▶ _TRECHO DO DOCUMENTO_
Até onde o Estado pode intervir na autonomia do paciente?
GIOVANNA
TRAD CAVALCANTI, Advogada militante na Área do Direito Médico-Hospitalar e da Saúde, Pós-
graduada em Direito Processual Civil pela Unissul, Pós- graduanda em Direito
Médico pelo Centro Universitário Leonardo da Vinci (UNIAASELVI), Membro da
Comissão de Direito à Saúde da OAB/MS e Membro da World Association for Medical
Law. Presidente da comissão de Biodireito da OAB/MS e membro da Comissão de
Direito Médico e da Saúde da OAB Nacional.
21/04/2014 06h00
O resguardo da saúde e da vida, muitas vezes, esgrime na restrição de
outros bens jurídicos de transcendental valia. Recentemente, os noticiários
trouxeram à mesa da sociedade a história emblemática de uma gestante que teve
frustrado o seu desejo de dar à luz seu filho pela via natural. Vontade esta
interceptada por uma ordem judicial que a ordenou a se submeter ao parto
cesariano. Por óbvio, o caso causou perplexidade e alvoroço social. Sobraram análises
críticas das mais variadas perspectivas sobre a valoração dos direitos
fundamentais colocados em pauta: autonomia do indivíduo versus direito à vida.
Deste contexto, sobressaíram vários protagonistas (médicos, parturiente, promotoria e magistratura), com holofotes voltados ao julgamento de seus comportamentos. Quem agiu certo ou errado?. À resposta a este enigma será colocada no colo do direito e é com fulcro nele -direito- que esmiuçarei a licitude ou não da conduta de cada personalidade envolvida.
A decisão da médica em se recusar a empreender o parto normal, e a sua iniciativa em comunicar os fatos ao MP, no meu sentir, foram irrepreensíveis. Atendeu aos mandamentos éticos que regulam exercício de sua atividade profissional; obedeceu a ordem jurídica e exerceu o seu dever de cidadã de bem. Isso porque- em conformidade com o seu Código de Ética- o médico não pode renunciar à sua liberdade profissional. A legalidade de sua conduta ainda emana do fato de ter comunicado o acontecimento ao M.P, já que havia interesse de incapaz.
Portanto, temos que a médica não agrediu a autodeterminação da paciente quando se negou a executar o parto normal, pois buscou preservar o bem que antecede a qualquer outro, a vida. Não olvido que a paciente tem o direito de escolher a forma de parto que atenda melhor os seus anseios, porém, o médico não está obrigado a empreender procedimento temerário e contrário ao seu ideal.

▶ _TAREFAS DO EXERCÍCIO_
1. Transcreva o trecho do artigo sobre a autonomia do paciente que vai de "Deste contexto, sobressaíram" até "interesse de incapaz.", incluindo essas palavras.
2. Indique se cada afirmação abaixo está de acordo com o artigo sobre a autonomia do paciente. Responda sim ou não e cite as palavras do artigo que decidem a resposta.
(a) A gestante recebeu uma ordem judicial para se submeter ao parto cesariano.
(b) Segundo o artigo, a médica agrediu a autodeterminação da paciente ao se negar a fazer o parto normal.
(c) Segundo o artigo, o médico está obrigado a realizar qualquer procedimento que a paciente escolher.

▶ _Registros de dados_
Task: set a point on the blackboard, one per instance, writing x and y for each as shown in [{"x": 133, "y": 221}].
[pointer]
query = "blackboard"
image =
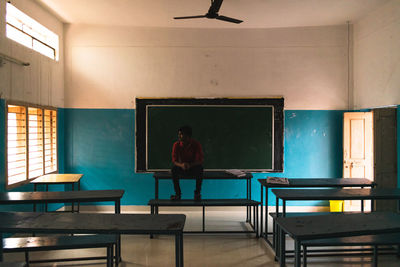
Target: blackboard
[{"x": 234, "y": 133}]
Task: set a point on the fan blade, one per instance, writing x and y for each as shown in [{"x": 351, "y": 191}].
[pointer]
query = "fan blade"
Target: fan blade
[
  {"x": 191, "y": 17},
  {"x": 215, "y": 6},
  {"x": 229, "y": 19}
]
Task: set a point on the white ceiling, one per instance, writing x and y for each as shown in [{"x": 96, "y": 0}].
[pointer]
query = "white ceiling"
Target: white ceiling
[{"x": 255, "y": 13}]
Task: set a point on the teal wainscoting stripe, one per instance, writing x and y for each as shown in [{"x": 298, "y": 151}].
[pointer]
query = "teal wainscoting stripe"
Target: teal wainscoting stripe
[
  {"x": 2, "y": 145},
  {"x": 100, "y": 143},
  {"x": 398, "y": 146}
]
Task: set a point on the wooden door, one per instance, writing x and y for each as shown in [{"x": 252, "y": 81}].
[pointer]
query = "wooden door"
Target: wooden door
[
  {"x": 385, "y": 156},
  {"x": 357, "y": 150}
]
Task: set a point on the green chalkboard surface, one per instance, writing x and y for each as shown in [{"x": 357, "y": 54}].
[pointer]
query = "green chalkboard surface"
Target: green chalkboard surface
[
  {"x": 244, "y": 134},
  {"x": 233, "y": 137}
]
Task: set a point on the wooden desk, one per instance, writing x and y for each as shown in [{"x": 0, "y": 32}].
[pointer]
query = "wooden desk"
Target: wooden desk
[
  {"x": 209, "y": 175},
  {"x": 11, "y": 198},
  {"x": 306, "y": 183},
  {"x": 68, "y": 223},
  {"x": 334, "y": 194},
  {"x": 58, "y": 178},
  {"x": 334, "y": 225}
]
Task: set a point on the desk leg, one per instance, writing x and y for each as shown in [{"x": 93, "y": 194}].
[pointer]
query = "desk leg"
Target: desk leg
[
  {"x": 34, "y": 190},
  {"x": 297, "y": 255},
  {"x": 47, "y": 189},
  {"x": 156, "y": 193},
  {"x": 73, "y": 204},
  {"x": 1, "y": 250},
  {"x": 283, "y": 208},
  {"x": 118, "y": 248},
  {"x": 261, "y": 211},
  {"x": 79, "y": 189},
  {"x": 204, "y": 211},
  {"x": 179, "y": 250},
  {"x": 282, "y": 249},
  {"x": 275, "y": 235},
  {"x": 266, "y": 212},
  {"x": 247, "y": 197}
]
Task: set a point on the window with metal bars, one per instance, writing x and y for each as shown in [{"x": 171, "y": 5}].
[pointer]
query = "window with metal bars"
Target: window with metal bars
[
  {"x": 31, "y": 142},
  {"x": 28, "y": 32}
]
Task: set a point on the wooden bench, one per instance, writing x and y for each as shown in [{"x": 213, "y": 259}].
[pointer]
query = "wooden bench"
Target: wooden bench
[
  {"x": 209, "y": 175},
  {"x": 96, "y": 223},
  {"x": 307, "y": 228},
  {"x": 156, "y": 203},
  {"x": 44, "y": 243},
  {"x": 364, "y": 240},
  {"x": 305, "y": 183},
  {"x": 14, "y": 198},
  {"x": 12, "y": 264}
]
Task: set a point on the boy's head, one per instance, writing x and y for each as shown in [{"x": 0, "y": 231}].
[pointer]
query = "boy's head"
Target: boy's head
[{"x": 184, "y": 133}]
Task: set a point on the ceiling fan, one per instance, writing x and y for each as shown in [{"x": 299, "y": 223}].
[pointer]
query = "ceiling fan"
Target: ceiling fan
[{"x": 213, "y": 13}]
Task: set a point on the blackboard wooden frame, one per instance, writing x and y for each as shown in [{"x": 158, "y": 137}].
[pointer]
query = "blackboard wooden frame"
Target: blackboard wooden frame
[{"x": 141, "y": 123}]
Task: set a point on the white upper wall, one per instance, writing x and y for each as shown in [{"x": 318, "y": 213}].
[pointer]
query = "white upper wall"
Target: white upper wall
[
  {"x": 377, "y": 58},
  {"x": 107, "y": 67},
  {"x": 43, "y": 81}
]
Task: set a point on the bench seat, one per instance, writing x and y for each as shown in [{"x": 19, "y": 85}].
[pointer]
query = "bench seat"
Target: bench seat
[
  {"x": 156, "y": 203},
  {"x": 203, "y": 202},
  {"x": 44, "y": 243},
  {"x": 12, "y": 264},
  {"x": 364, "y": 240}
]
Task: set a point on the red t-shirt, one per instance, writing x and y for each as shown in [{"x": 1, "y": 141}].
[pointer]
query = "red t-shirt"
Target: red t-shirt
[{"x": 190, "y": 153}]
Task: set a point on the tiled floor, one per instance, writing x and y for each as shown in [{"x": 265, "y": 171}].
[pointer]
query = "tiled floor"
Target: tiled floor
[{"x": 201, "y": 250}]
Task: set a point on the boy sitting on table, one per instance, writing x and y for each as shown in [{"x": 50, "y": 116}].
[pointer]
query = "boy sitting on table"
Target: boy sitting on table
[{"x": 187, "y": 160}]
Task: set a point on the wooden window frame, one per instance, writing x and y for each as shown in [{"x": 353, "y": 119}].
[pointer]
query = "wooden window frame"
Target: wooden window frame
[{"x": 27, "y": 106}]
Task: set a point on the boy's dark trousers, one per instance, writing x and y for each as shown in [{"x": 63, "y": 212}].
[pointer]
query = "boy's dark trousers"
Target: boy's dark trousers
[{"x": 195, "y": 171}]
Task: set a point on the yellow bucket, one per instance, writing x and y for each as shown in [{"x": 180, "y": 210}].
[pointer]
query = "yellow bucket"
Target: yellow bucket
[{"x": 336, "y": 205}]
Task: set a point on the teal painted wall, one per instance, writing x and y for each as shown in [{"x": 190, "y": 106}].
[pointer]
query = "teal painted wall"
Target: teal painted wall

▶ _RESPOSTAS POR TAREFA_
1.
Deste contexto, sobressaíram vários protagonistas (médicos, parturiente, promotoria e magistratura), com holofotes voltados ao julgamento de seus comportamentos. Quem agiu certo ou errado?. À resposta a este enigma será colocada no colo do direito e é com fulcro nele -direito- que esmiuçarei a licitude ou não da conduta de cada personalidade envolvida.
A decisão da médica em se recusar a empreender o parto normal, e a sua iniciativa em comunicar os fatos ao MP, no meu sentir, foram irrepreensíveis. Atendeu aos mandamentos éticos que regulam exercício de sua atividade profissional; obedeceu a ordem jurídica e exerceu o seu dever de cidadã de bem. Isso porque- em conformidade com o seu Código de Ética- o médico não pode renunciar à sua liberdade profissional. A legalidade de sua conduta ainda emana do fato de ter comunicado o acontecimento ao M.P, já que havia interesse de incapaz.

2.
(a) Sim: "uma ordem judicial que a ordenou a se submeter ao parto".
(b) Não: "a médica não agrediu a autodeterminação da paciente".
(c) Não: "o médico não está obrigado a empreender procedimento temerário e contrário ao seu ideal".